## Task description
Only a number is required: how many lines of the material contain the string "dark".

** Task material follows **

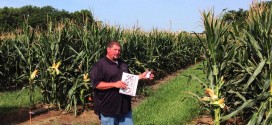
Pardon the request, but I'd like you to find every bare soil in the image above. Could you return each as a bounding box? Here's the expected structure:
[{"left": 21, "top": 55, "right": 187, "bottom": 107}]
[
  {"left": 0, "top": 104, "right": 100, "bottom": 125},
  {"left": 0, "top": 65, "right": 214, "bottom": 125}
]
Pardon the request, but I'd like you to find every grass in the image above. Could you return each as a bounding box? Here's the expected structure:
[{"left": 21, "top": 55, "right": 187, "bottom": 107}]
[
  {"left": 0, "top": 87, "right": 42, "bottom": 114},
  {"left": 133, "top": 62, "right": 206, "bottom": 125}
]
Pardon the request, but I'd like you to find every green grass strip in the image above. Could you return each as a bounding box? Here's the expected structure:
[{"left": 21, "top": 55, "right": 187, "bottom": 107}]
[
  {"left": 133, "top": 62, "right": 205, "bottom": 125},
  {"left": 0, "top": 88, "right": 42, "bottom": 114}
]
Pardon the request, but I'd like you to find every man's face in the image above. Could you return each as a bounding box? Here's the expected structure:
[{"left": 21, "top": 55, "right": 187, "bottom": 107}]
[{"left": 107, "top": 44, "right": 121, "bottom": 61}]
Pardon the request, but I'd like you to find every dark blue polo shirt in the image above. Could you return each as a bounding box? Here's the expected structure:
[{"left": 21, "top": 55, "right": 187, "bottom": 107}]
[{"left": 90, "top": 56, "right": 131, "bottom": 116}]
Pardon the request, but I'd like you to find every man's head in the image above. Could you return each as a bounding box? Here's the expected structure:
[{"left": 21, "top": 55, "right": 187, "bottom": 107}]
[{"left": 106, "top": 41, "right": 121, "bottom": 61}]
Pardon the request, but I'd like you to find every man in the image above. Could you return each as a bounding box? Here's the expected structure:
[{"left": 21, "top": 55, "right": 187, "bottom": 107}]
[{"left": 90, "top": 41, "right": 154, "bottom": 125}]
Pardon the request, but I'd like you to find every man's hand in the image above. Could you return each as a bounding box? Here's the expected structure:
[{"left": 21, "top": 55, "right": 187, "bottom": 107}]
[
  {"left": 139, "top": 70, "right": 154, "bottom": 80},
  {"left": 114, "top": 81, "right": 128, "bottom": 89}
]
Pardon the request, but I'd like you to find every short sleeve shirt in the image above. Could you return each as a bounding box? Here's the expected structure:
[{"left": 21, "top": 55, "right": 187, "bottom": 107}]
[{"left": 90, "top": 57, "right": 131, "bottom": 116}]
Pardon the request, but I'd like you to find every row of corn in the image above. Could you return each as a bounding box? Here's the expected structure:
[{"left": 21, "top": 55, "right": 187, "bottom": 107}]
[
  {"left": 0, "top": 17, "right": 202, "bottom": 115},
  {"left": 191, "top": 1, "right": 272, "bottom": 124}
]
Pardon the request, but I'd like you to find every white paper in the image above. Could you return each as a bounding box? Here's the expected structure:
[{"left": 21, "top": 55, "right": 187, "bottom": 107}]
[{"left": 119, "top": 72, "right": 139, "bottom": 96}]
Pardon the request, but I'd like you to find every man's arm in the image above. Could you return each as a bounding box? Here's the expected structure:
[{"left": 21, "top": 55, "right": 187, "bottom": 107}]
[{"left": 96, "top": 81, "right": 128, "bottom": 90}]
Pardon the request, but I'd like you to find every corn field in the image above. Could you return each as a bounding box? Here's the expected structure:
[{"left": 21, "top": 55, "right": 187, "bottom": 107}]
[
  {"left": 191, "top": 1, "right": 272, "bottom": 124},
  {"left": 0, "top": 16, "right": 202, "bottom": 115}
]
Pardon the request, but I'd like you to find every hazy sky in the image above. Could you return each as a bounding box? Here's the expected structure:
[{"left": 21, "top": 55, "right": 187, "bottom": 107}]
[{"left": 0, "top": 0, "right": 268, "bottom": 33}]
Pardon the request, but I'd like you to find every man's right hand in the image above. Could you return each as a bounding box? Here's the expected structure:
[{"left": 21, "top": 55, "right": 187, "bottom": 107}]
[{"left": 114, "top": 81, "right": 127, "bottom": 89}]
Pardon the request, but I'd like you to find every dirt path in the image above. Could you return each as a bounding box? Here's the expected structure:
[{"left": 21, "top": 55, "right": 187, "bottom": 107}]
[
  {"left": 1, "top": 63, "right": 214, "bottom": 125},
  {"left": 0, "top": 106, "right": 100, "bottom": 125}
]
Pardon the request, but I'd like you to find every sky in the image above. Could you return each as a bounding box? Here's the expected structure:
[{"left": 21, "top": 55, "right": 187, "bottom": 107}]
[{"left": 0, "top": 0, "right": 268, "bottom": 33}]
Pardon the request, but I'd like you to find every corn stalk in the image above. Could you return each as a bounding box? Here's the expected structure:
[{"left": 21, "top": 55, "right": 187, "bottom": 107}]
[{"left": 194, "top": 9, "right": 236, "bottom": 124}]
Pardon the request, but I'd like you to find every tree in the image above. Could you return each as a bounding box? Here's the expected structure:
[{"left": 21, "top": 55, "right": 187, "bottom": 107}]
[
  {"left": 71, "top": 10, "right": 94, "bottom": 25},
  {"left": 0, "top": 5, "right": 95, "bottom": 32},
  {"left": 222, "top": 8, "right": 248, "bottom": 29}
]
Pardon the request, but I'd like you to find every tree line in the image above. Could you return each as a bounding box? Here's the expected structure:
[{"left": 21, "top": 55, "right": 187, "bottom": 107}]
[{"left": 0, "top": 5, "right": 94, "bottom": 32}]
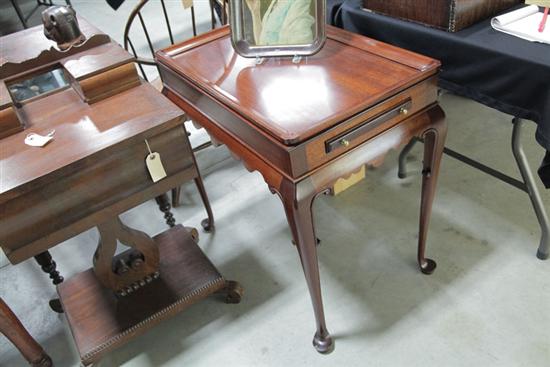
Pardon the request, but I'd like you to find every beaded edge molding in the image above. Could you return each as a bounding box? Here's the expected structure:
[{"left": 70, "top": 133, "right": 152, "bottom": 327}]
[{"left": 81, "top": 276, "right": 226, "bottom": 364}]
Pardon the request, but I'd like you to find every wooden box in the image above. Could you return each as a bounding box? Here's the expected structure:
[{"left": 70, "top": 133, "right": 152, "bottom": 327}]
[{"left": 362, "top": 0, "right": 524, "bottom": 32}]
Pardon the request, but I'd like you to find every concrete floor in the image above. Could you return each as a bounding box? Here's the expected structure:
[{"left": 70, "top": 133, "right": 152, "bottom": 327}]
[{"left": 1, "top": 1, "right": 549, "bottom": 366}]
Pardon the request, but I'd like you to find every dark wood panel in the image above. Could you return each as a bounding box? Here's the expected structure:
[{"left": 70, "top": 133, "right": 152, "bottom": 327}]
[
  {"left": 363, "top": 0, "right": 523, "bottom": 32},
  {"left": 0, "top": 82, "right": 184, "bottom": 204},
  {"left": 1, "top": 126, "right": 197, "bottom": 262}
]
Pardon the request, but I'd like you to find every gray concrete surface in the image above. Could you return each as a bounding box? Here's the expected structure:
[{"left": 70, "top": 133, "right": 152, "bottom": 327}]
[{"left": 1, "top": 1, "right": 549, "bottom": 366}]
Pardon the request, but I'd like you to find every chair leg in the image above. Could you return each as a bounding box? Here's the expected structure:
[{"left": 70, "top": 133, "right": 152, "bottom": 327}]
[
  {"left": 10, "top": 0, "right": 28, "bottom": 28},
  {"left": 0, "top": 298, "right": 52, "bottom": 367},
  {"left": 170, "top": 178, "right": 215, "bottom": 232},
  {"left": 512, "top": 118, "right": 550, "bottom": 260}
]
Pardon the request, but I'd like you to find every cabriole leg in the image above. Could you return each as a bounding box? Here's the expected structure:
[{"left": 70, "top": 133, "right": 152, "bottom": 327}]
[
  {"left": 417, "top": 109, "right": 447, "bottom": 274},
  {"left": 278, "top": 184, "right": 333, "bottom": 354},
  {"left": 194, "top": 177, "right": 215, "bottom": 232}
]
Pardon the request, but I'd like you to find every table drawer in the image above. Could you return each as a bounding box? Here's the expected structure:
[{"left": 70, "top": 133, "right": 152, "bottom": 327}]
[
  {"left": 326, "top": 99, "right": 412, "bottom": 154},
  {"left": 297, "top": 76, "right": 438, "bottom": 176},
  {"left": 0, "top": 126, "right": 194, "bottom": 262}
]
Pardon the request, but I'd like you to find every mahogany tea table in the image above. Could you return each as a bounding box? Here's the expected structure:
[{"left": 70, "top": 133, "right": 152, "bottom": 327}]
[{"left": 157, "top": 25, "right": 447, "bottom": 353}]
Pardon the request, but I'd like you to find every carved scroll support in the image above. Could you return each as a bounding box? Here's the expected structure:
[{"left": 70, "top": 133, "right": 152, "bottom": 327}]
[{"left": 93, "top": 217, "right": 160, "bottom": 296}]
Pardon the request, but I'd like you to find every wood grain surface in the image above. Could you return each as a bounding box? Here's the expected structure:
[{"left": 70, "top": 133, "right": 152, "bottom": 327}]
[
  {"left": 158, "top": 25, "right": 446, "bottom": 354},
  {"left": 157, "top": 26, "right": 439, "bottom": 145}
]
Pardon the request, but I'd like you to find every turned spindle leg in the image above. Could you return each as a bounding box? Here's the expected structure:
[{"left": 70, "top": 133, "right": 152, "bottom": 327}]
[
  {"left": 34, "top": 251, "right": 63, "bottom": 285},
  {"left": 0, "top": 298, "right": 52, "bottom": 367},
  {"left": 417, "top": 108, "right": 447, "bottom": 275},
  {"left": 33, "top": 251, "right": 64, "bottom": 313},
  {"left": 155, "top": 193, "right": 176, "bottom": 228},
  {"left": 278, "top": 184, "right": 333, "bottom": 354}
]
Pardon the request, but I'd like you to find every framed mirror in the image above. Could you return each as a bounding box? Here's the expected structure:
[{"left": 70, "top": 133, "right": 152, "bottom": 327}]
[
  {"left": 7, "top": 67, "right": 70, "bottom": 104},
  {"left": 229, "top": 0, "right": 326, "bottom": 58}
]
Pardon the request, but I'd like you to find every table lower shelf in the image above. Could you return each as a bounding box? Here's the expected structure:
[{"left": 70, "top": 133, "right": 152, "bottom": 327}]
[{"left": 57, "top": 224, "right": 233, "bottom": 365}]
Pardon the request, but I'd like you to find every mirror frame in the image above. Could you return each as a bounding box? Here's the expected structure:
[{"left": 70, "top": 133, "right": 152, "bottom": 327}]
[{"left": 229, "top": 0, "right": 326, "bottom": 58}]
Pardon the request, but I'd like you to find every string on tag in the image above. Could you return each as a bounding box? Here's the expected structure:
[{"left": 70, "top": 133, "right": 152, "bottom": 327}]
[{"left": 145, "top": 139, "right": 153, "bottom": 155}]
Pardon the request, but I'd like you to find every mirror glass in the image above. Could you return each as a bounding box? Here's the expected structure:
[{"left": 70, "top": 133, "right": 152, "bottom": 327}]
[
  {"left": 8, "top": 68, "right": 69, "bottom": 103},
  {"left": 230, "top": 0, "right": 326, "bottom": 58}
]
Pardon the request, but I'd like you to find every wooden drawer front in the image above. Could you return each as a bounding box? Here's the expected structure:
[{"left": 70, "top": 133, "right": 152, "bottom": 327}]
[
  {"left": 297, "top": 76, "right": 438, "bottom": 176},
  {"left": 326, "top": 99, "right": 412, "bottom": 153},
  {"left": 0, "top": 126, "right": 193, "bottom": 260}
]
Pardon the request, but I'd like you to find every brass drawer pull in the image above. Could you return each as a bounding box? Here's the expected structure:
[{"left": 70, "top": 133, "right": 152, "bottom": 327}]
[
  {"left": 325, "top": 99, "right": 412, "bottom": 153},
  {"left": 340, "top": 139, "right": 350, "bottom": 147}
]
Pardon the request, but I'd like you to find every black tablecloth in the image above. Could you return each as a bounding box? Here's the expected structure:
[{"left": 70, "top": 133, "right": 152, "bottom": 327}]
[{"left": 330, "top": 0, "right": 550, "bottom": 186}]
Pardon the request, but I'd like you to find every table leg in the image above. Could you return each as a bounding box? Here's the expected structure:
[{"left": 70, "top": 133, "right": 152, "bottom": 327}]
[
  {"left": 34, "top": 251, "right": 63, "bottom": 285},
  {"left": 398, "top": 138, "right": 418, "bottom": 179},
  {"left": 170, "top": 178, "right": 215, "bottom": 232},
  {"left": 512, "top": 118, "right": 550, "bottom": 260},
  {"left": 276, "top": 183, "right": 333, "bottom": 354},
  {"left": 194, "top": 177, "right": 215, "bottom": 232},
  {"left": 417, "top": 114, "right": 447, "bottom": 274},
  {"left": 33, "top": 251, "right": 64, "bottom": 313},
  {"left": 155, "top": 193, "right": 176, "bottom": 228},
  {"left": 0, "top": 298, "right": 52, "bottom": 367}
]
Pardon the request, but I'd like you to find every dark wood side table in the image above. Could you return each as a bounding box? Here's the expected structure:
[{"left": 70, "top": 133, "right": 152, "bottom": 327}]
[
  {"left": 0, "top": 298, "right": 52, "bottom": 367},
  {"left": 157, "top": 26, "right": 447, "bottom": 353},
  {"left": 0, "top": 20, "right": 241, "bottom": 365}
]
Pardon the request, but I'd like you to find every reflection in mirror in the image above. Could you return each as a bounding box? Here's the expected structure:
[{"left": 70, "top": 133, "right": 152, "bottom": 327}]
[
  {"left": 230, "top": 0, "right": 326, "bottom": 58},
  {"left": 8, "top": 68, "right": 69, "bottom": 103}
]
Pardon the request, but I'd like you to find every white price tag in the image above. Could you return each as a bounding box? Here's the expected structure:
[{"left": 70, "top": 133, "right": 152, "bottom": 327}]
[
  {"left": 145, "top": 140, "right": 167, "bottom": 183},
  {"left": 25, "top": 130, "right": 55, "bottom": 147}
]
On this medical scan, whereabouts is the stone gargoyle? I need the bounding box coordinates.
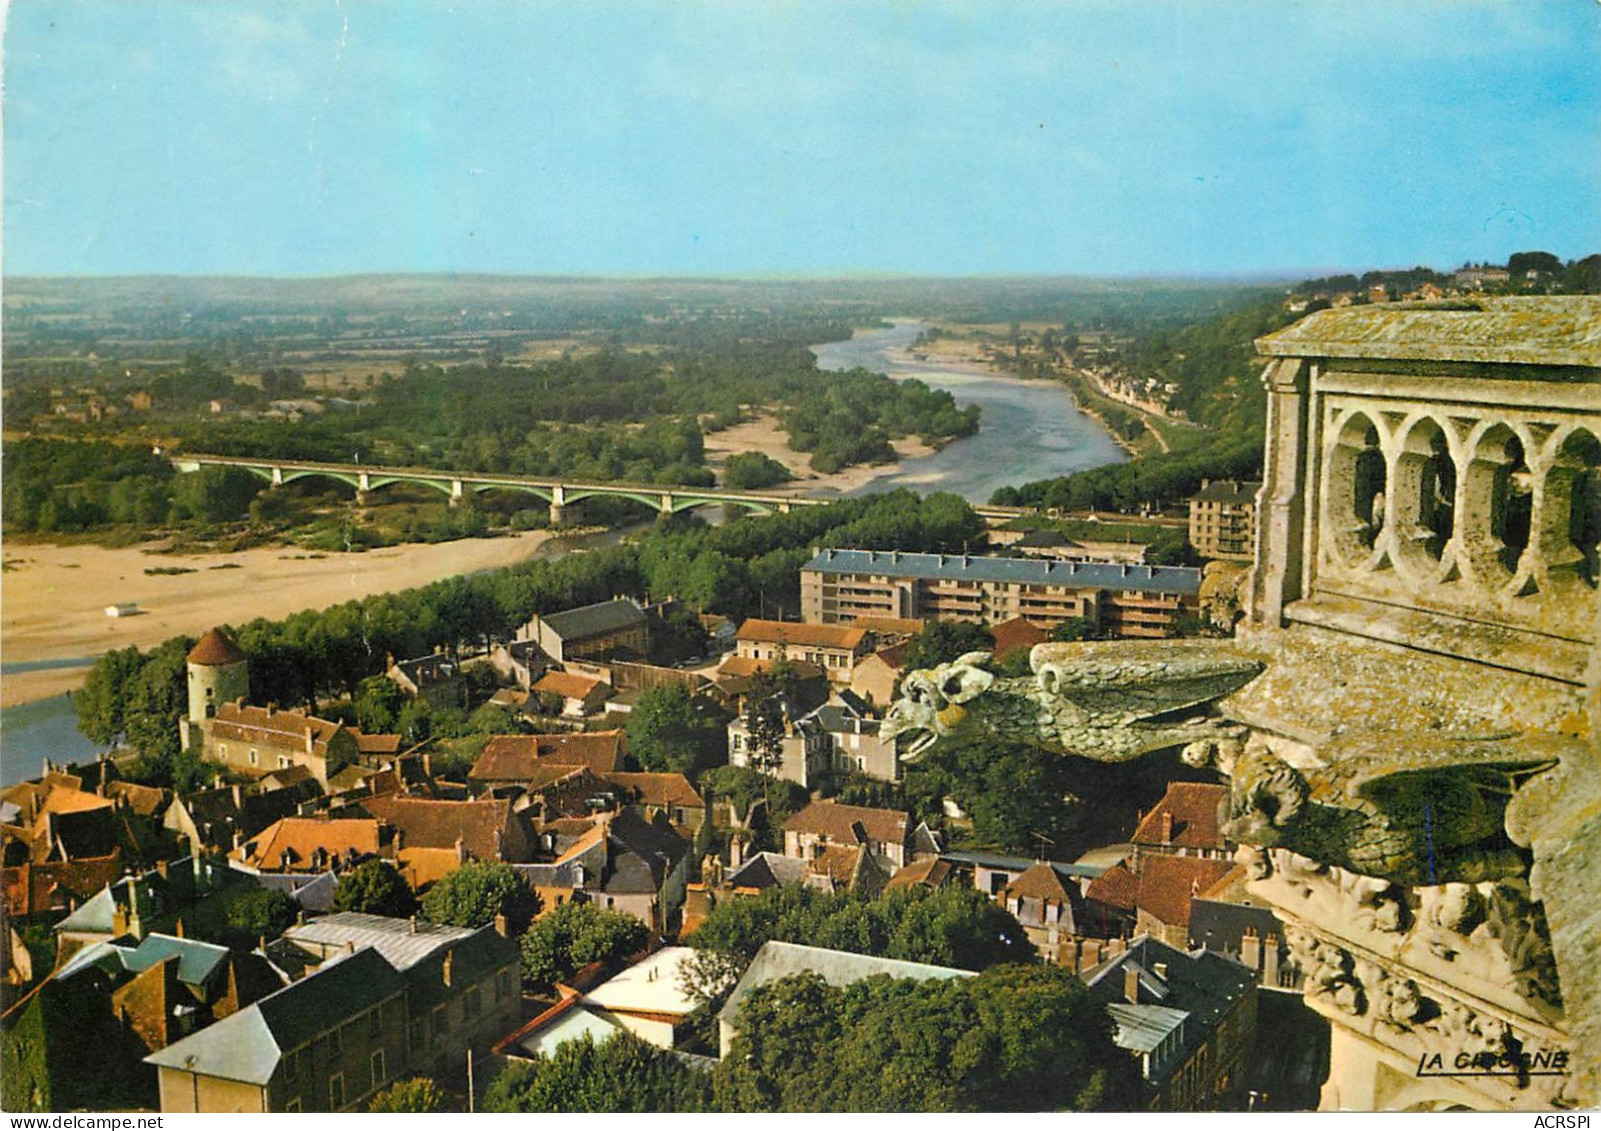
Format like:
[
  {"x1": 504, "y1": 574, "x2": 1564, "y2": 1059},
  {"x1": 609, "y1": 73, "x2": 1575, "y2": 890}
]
[
  {"x1": 1184, "y1": 732, "x2": 1568, "y2": 887},
  {"x1": 880, "y1": 639, "x2": 1265, "y2": 762}
]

** End of Task material **

## Expected answer
3